START Records to use
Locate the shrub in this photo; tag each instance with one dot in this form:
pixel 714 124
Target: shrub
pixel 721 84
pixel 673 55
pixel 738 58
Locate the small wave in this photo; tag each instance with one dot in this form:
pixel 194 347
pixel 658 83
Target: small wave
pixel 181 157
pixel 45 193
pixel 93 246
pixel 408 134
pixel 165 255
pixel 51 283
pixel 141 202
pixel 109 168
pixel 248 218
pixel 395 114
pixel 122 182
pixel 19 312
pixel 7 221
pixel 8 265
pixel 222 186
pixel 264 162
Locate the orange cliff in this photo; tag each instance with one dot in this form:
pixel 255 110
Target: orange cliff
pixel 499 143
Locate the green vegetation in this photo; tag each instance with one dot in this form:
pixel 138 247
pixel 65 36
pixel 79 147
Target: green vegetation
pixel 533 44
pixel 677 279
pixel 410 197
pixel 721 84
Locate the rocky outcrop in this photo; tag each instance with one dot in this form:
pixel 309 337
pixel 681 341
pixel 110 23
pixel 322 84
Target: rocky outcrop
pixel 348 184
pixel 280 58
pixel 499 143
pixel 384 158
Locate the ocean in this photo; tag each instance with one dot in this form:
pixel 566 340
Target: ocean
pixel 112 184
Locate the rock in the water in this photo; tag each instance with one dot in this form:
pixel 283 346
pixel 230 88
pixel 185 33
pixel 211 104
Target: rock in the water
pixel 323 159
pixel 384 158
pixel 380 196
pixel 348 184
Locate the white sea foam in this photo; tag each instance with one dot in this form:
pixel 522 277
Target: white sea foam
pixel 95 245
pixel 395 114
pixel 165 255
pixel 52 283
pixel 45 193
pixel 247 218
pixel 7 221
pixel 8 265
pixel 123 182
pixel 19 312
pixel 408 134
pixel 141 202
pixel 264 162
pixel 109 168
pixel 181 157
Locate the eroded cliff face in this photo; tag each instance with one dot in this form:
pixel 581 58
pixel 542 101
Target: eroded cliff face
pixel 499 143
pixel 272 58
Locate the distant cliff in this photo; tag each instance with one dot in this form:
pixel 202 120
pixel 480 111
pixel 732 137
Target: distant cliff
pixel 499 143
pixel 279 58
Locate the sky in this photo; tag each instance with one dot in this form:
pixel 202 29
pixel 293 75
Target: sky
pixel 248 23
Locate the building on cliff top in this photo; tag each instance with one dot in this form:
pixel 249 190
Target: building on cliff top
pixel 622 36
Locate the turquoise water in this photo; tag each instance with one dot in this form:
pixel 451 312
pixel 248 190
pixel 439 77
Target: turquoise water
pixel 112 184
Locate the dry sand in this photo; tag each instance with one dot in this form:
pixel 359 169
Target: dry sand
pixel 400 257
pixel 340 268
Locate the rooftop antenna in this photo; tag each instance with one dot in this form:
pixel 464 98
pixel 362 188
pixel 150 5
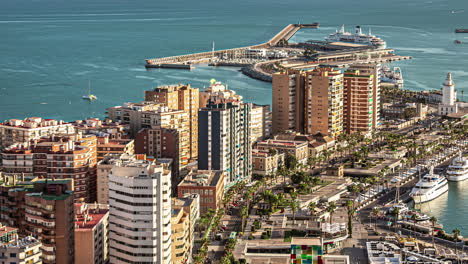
END Records to use
**Exercise task:** Put every line of the data above into a JSON list of strings, one string per line, and skip any blank lines. Leave the picture out of the list.

**Reply:**
[
  "Locate the shrub in this photo; tag each instance with one dot in this form:",
  "pixel 714 124",
  "Target: shrub",
  "pixel 721 84",
  "pixel 673 55",
  "pixel 738 58",
  "Locate the small wave in this photo; tag each instance with one dot in this form:",
  "pixel 194 347",
  "pixel 658 83",
  "Target: small wave",
  "pixel 181 157",
  "pixel 45 193",
  "pixel 93 246",
  "pixel 408 134",
  "pixel 165 255",
  "pixel 51 283",
  "pixel 141 202",
  "pixel 109 168",
  "pixel 248 218",
  "pixel 395 114",
  "pixel 122 182",
  "pixel 19 312",
  "pixel 7 221",
  "pixel 8 265",
  "pixel 222 186",
  "pixel 264 162",
  "Locate the orange cliff in this photo; tag each instance with one dot in this form:",
  "pixel 255 110",
  "Target: orange cliff",
  "pixel 499 143",
  "Locate the green vegetation in this photo; tag each instance with one dot in this form:",
  "pixel 138 247",
  "pixel 65 36",
  "pixel 79 147",
  "Target: green vegetation",
  "pixel 533 44",
  "pixel 677 279",
  "pixel 410 197",
  "pixel 721 84",
  "Locate the rocky outcrop in this photo; tag each instance with one dot in this form:",
  "pixel 309 337",
  "pixel 681 341",
  "pixel 110 23",
  "pixel 322 84",
  "Target: rocky outcrop",
  "pixel 348 184",
  "pixel 280 58",
  "pixel 499 143",
  "pixel 384 158",
  "Locate the ocean in this photo; tag each instance with one dot in this form:",
  "pixel 566 340",
  "Target: ocean",
  "pixel 112 184",
  "Locate the rock in the water in this photo; tag each instance with one dot in this form:",
  "pixel 283 346",
  "pixel 230 88",
  "pixel 185 33",
  "pixel 211 104",
  "Target: rock in the water",
  "pixel 323 159",
  "pixel 384 158",
  "pixel 380 196",
  "pixel 348 184",
  "Locate the white sea foam in this photo; tag each instance with one dot in this form:",
  "pixel 522 277",
  "Target: white sea foam",
  "pixel 95 245",
  "pixel 395 114",
  "pixel 165 255",
  "pixel 52 283",
  "pixel 45 193",
  "pixel 247 218",
  "pixel 7 221",
  "pixel 8 265",
  "pixel 123 182",
  "pixel 19 312",
  "pixel 408 134",
  "pixel 141 202",
  "pixel 264 162",
  "pixel 109 168",
  "pixel 181 157",
  "Locate the eroded cliff face in this photo; tag each instance with one dot in this form:",
  "pixel 581 58",
  "pixel 542 101",
  "Target: eroded cliff face",
  "pixel 499 143",
  "pixel 272 58",
  "Locate the distant cliff in this photo; tag each instance with one dot in this form:",
  "pixel 202 120",
  "pixel 480 111",
  "pixel 732 137",
  "Target: distant cliff",
  "pixel 499 143",
  "pixel 279 58",
  "Locate the sky in this photo; tag each instance with one dot in this form:",
  "pixel 202 29",
  "pixel 293 75",
  "Target: sky",
  "pixel 248 23",
  "Locate the building on cliff top in this photo; tag each instance with one dot in this form:",
  "pixel 249 190",
  "Target: building on cliff top",
  "pixel 622 36",
  "Locate the turquoise water in this photo; tag each instance with one dot in this form:",
  "pixel 451 312",
  "pixel 248 190",
  "pixel 439 77",
  "Target: turquoise water",
  "pixel 112 184",
  "Locate the dry sand in this photo; tag each instance with one dot in this form:",
  "pixel 359 169",
  "Target: dry sand",
  "pixel 400 257",
  "pixel 340 268",
  "Locate the rooftop antenna in this photo; tag each instance with one dot in this form:",
  "pixel 464 98",
  "pixel 362 188",
  "pixel 150 5"
]